▶ [TASK PROMPT]
Rewrite the material below with every "evaluation round" changed to "practice round" and nothing else altered.

::::::::::

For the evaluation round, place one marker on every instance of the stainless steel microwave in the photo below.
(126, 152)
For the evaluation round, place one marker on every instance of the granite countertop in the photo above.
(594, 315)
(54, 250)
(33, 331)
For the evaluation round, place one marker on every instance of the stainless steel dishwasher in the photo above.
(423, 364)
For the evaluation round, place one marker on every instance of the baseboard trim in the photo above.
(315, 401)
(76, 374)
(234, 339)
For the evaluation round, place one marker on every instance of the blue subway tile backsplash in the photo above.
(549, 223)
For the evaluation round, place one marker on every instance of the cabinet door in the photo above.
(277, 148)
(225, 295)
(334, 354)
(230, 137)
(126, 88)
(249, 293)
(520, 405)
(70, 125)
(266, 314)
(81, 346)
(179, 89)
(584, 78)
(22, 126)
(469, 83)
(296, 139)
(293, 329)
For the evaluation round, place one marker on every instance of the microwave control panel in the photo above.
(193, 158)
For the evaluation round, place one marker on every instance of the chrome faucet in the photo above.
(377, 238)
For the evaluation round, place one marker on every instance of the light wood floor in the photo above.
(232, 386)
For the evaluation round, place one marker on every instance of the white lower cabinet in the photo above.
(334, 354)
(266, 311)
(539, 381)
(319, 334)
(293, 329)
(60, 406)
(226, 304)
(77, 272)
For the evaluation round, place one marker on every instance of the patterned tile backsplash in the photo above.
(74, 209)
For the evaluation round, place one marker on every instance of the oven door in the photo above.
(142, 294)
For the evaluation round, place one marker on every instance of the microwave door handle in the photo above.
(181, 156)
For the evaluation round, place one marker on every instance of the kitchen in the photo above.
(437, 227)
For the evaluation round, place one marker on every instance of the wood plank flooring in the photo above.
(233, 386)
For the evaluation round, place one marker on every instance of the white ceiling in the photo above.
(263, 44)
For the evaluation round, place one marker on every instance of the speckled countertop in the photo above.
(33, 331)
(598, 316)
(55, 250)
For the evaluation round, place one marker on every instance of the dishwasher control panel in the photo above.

::::::::::

▶ [FINISHED ANSWER]
For the practice round, place one marker on every instance of the stainless steel microwave in the photo below.
(126, 152)
For the practice round, place one marker on every instance of the granite countertop in the photo above.
(594, 315)
(54, 250)
(33, 331)
For the practice round, place one marker on every instance of the stainless steel dishwasher in the photo above.
(423, 364)
For the practice round, place one marker on every instance of the baseboard trim in the photo above.
(315, 401)
(76, 374)
(234, 339)
For the practice round, place one marker on every instance of the blue subway tile backsplash in the photo above.
(549, 223)
For the practice round, place one marker on every instance of the cabinet door in the photo above.
(277, 148)
(225, 295)
(334, 354)
(230, 137)
(126, 88)
(249, 293)
(520, 405)
(70, 125)
(266, 314)
(81, 346)
(179, 89)
(584, 78)
(22, 126)
(469, 83)
(296, 139)
(293, 329)
For the practice round, place one marker on every instance of the microwave control panel in the photo above.
(193, 158)
For the practice round, place one marker on every instance of the chrome faucet in the photo above.
(377, 238)
For the practice round, place one marker on every instance of the light wood floor in the photo above.
(232, 386)
For the practice round, place one marker on every instance of the white lower cabinet in the photo above.
(334, 354)
(266, 311)
(539, 381)
(319, 334)
(293, 329)
(60, 406)
(226, 304)
(77, 272)
For the practice round, place one marker on every instance of the patterned tile backsplash in the photo above.
(74, 209)
For the practice round, place one marker on every instance of the oven door in the photo above.
(142, 294)
For the practice round, place one marker on every instance of the microwave door handle in the photo above.
(181, 156)
For the practice round, place one marker on every instance of the kitchen in the photo above.
(437, 227)
For the practice round, place one marker on every instance of the wood plank flooring in the photo above.
(233, 386)
For the practice round, place one marker on every instance of the white ceiling in the photo above.
(263, 44)
For the practice round, place one marker on every instance of the speckled countertop in the photo above.
(33, 331)
(598, 316)
(55, 250)
For the practice round, place one marker on every instance of the dishwasher control panel in the photo above.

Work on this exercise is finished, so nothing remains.